==== INPUT MATERIAL ====
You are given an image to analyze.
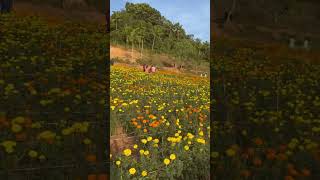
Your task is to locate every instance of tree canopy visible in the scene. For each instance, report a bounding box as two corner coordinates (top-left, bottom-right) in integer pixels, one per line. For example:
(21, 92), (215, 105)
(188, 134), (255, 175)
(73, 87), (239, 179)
(110, 2), (210, 61)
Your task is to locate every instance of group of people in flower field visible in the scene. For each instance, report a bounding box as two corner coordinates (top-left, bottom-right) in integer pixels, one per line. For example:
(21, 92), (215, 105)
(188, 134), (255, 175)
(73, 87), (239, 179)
(142, 64), (157, 73)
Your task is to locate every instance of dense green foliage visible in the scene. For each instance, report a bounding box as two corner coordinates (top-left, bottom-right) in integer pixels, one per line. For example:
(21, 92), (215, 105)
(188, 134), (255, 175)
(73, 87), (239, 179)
(110, 3), (210, 61)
====
TASK PROMPT: Convert every line of the material above into a JSON list of strings, one string per line, skipping blank lines. Leave the picture out.

ANSWER TO THIS TASK:
[
  "You are given an image to analyze.",
  "Your task is to locate every instance of tree canopy visible in the scene. For each instance, report a bounding box as two corner coordinates (top-left, bottom-right) in integer pixels, one per line. For example:",
  "(21, 92), (215, 105)",
  "(188, 134), (255, 175)",
  "(73, 87), (239, 179)",
  "(110, 2), (210, 61)",
  "Your task is to locate every instance of group of people in flower field visible in the scene. For each instance, report a bounding box as two corner coordinates (top-left, bottom-right) in integer pixels, one per line. For example:",
  "(21, 92), (215, 105)",
  "(188, 134), (255, 175)",
  "(73, 87), (239, 179)",
  "(142, 64), (157, 73)",
  "Your task is to locate every instance of dense green foliage visible in the scene. For each instance, report a bounding box as two corner coordinates (top-left, bottom-right) in integer pixels, one per line. For example:",
  "(21, 92), (215, 105)",
  "(188, 134), (255, 175)",
  "(73, 87), (239, 179)",
  "(110, 3), (210, 61)"
]